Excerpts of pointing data
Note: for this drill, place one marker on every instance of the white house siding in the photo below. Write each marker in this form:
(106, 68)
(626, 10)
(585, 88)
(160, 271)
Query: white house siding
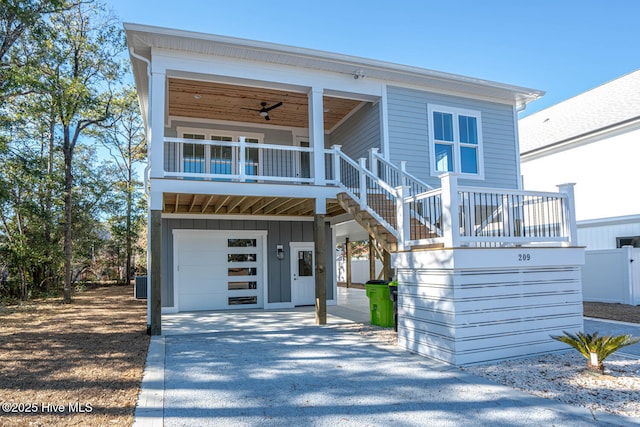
(278, 271)
(602, 234)
(358, 133)
(604, 169)
(466, 306)
(409, 135)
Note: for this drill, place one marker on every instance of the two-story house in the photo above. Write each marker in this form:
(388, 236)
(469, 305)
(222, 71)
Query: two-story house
(257, 150)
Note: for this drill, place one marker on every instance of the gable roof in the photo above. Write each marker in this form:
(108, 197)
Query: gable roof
(605, 106)
(142, 38)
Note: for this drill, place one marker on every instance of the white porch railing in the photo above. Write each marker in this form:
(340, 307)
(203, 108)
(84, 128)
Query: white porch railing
(414, 212)
(237, 161)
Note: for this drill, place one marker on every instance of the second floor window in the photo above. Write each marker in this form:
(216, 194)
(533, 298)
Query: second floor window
(455, 140)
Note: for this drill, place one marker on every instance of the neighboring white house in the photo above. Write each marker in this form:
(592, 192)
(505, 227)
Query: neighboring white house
(593, 140)
(259, 154)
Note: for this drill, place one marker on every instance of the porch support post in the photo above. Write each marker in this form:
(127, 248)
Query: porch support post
(347, 252)
(156, 145)
(316, 134)
(155, 297)
(403, 218)
(450, 215)
(373, 160)
(372, 258)
(570, 213)
(386, 262)
(320, 270)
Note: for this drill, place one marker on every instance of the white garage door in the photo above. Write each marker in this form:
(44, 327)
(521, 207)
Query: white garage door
(215, 270)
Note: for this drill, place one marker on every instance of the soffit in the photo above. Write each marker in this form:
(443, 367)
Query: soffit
(223, 204)
(219, 101)
(141, 38)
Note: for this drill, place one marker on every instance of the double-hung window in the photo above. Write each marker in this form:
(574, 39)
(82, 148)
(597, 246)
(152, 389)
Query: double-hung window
(455, 141)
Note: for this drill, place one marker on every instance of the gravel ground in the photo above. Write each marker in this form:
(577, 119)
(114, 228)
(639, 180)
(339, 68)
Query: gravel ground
(560, 376)
(564, 377)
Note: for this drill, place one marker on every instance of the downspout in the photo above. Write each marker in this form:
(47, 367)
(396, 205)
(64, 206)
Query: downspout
(146, 129)
(518, 109)
(145, 178)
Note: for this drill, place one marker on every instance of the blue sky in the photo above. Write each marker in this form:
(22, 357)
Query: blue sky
(563, 47)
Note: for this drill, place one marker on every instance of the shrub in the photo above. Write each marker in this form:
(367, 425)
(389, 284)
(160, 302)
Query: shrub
(595, 348)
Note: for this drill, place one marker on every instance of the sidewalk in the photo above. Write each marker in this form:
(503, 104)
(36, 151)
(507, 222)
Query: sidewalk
(254, 368)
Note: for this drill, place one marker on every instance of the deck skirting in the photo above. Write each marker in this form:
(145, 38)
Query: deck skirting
(467, 306)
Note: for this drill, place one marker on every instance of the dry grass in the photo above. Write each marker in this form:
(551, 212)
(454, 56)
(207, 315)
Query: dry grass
(86, 355)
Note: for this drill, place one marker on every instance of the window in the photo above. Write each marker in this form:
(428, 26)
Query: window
(455, 140)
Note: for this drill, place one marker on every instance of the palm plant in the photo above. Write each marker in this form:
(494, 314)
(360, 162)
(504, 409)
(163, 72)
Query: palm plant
(596, 348)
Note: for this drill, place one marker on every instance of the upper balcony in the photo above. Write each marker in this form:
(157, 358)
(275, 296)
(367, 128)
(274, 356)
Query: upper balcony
(413, 213)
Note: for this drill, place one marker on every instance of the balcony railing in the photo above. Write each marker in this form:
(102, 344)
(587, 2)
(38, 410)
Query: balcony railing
(410, 209)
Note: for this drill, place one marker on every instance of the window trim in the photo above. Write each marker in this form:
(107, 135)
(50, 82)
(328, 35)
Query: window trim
(456, 144)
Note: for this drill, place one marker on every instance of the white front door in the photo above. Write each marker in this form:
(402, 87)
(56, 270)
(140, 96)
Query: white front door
(303, 284)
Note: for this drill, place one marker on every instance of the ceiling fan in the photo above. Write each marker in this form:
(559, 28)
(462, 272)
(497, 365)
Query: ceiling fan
(264, 111)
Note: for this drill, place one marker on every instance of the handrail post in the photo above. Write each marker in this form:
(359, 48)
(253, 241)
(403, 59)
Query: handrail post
(403, 171)
(363, 183)
(450, 214)
(403, 217)
(242, 159)
(373, 161)
(336, 163)
(570, 213)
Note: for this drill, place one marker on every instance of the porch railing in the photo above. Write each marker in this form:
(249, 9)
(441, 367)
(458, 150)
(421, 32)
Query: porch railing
(237, 161)
(414, 212)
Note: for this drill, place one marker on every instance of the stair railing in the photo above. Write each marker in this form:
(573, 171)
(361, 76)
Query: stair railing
(373, 194)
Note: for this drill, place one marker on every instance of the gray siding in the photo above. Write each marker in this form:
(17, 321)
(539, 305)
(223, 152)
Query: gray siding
(359, 132)
(278, 271)
(409, 135)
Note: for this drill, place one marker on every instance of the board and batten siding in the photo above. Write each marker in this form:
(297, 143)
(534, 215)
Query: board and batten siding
(408, 125)
(358, 133)
(278, 276)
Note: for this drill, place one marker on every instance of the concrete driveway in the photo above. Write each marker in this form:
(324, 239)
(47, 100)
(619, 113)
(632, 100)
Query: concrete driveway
(275, 368)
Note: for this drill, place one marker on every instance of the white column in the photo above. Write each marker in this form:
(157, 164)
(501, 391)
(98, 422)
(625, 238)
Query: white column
(403, 217)
(450, 215)
(570, 213)
(363, 183)
(373, 161)
(156, 136)
(242, 159)
(336, 163)
(316, 134)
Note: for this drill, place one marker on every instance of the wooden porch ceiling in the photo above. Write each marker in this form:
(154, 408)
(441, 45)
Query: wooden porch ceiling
(243, 205)
(217, 101)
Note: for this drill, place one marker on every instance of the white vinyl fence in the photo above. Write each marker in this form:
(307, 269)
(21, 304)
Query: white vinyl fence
(612, 275)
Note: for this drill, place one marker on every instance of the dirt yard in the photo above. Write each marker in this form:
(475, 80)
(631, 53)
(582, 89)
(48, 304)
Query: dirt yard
(81, 364)
(73, 365)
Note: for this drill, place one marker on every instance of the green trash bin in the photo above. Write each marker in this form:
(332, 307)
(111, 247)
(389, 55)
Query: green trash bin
(380, 304)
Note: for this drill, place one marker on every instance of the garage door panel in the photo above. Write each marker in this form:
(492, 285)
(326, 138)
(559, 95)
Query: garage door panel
(212, 274)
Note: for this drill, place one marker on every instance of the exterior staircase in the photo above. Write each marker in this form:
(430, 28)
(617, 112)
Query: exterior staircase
(372, 199)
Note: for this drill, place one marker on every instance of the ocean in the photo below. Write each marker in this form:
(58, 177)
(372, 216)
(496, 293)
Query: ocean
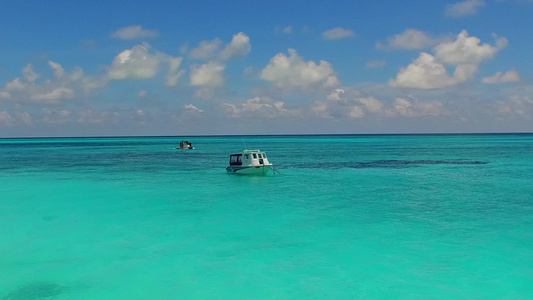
(347, 217)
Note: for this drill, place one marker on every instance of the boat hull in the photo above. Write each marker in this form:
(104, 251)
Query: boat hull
(249, 170)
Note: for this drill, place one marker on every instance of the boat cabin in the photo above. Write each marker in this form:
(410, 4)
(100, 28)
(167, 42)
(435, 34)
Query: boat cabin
(185, 145)
(248, 158)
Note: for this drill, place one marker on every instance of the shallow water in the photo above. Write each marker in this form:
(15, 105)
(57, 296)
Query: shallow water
(372, 217)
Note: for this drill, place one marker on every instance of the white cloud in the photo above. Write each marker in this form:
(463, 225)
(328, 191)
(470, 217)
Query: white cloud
(174, 74)
(412, 108)
(410, 39)
(239, 47)
(499, 77)
(134, 32)
(343, 103)
(140, 62)
(293, 72)
(515, 105)
(208, 75)
(29, 73)
(424, 73)
(5, 95)
(429, 72)
(374, 64)
(55, 94)
(286, 30)
(206, 49)
(350, 104)
(142, 93)
(465, 8)
(204, 93)
(337, 34)
(135, 63)
(89, 116)
(260, 107)
(192, 108)
(58, 69)
(467, 50)
(5, 118)
(56, 116)
(64, 85)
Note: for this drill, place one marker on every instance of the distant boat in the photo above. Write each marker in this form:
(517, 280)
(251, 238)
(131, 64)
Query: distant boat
(252, 162)
(185, 145)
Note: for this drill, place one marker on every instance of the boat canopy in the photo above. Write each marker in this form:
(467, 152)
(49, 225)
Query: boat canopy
(235, 159)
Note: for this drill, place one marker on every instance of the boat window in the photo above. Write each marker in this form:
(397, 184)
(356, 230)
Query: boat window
(235, 159)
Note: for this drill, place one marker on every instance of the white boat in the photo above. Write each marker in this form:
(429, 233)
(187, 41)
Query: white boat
(185, 145)
(252, 162)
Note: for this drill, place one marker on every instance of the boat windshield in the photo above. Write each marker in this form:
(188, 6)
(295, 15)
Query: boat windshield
(235, 159)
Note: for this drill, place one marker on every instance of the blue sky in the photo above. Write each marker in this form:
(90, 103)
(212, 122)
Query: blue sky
(93, 68)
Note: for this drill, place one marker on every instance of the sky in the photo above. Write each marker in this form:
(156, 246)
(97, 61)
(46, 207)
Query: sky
(184, 68)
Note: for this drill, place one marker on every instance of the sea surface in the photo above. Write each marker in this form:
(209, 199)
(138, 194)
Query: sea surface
(348, 217)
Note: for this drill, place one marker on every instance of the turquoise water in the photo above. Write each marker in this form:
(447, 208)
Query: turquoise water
(349, 217)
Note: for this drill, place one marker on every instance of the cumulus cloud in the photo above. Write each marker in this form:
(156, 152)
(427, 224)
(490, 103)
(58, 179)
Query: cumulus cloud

**DIRECTIONS FOR THIS TASK:**
Look above for the line containing "of the distant"; copy from it through the last line, exactly, and nothing more.

**COMPLETED EXERCISE:**
Note: for this drill, place one marker on every instance of the distant boat in the photo above. Write each marker in this form:
(517, 280)
(251, 238)
(131, 64)
Query: distant boat
(252, 162)
(185, 145)
Note: for this drill, place one marker on every instance of the boat canopy in the photo above. Write each marker in this form:
(467, 152)
(49, 225)
Query: boat canopy
(235, 159)
Note: for this drill, place one marker on every instance of the boat window in the photo above. Write each marker in this form:
(397, 184)
(356, 230)
Query: boat window
(235, 159)
Note: for this drill, place one marker on every instance of the white boat in the photo above. Write each marker in this form:
(429, 233)
(187, 41)
Query: white boat
(185, 145)
(252, 162)
Note: for this drill, place one marker on every instance of the boat windshield in the photo above. Write each marker in this form:
(188, 6)
(295, 15)
Query: boat windshield
(235, 159)
Note: for this drill, place one marker on every instance of the blue sky in the photo above. Write each marker in this form:
(90, 103)
(212, 122)
Query: blue sky
(93, 68)
Note: for this drill, place one marker on every instance of the sky in the photo above. Write each marker in this form:
(156, 246)
(97, 61)
(46, 207)
Query: sky
(184, 68)
Note: for this drill, place one marker on every instance of the sea surface in the photo above. Write each marker in this form:
(209, 199)
(138, 194)
Query: sea surface
(348, 217)
Note: for this drill, place one marker on every instance of the turquoise water in the photo above. Write each marker in this form:
(447, 208)
Query: turquoise water
(349, 217)
Note: for this drill, place one marker on every instance of the cumulus cloud in the photo above. Write each marker in this form:
(156, 152)
(427, 224)
(490, 103)
(58, 179)
Query: cumulus cloud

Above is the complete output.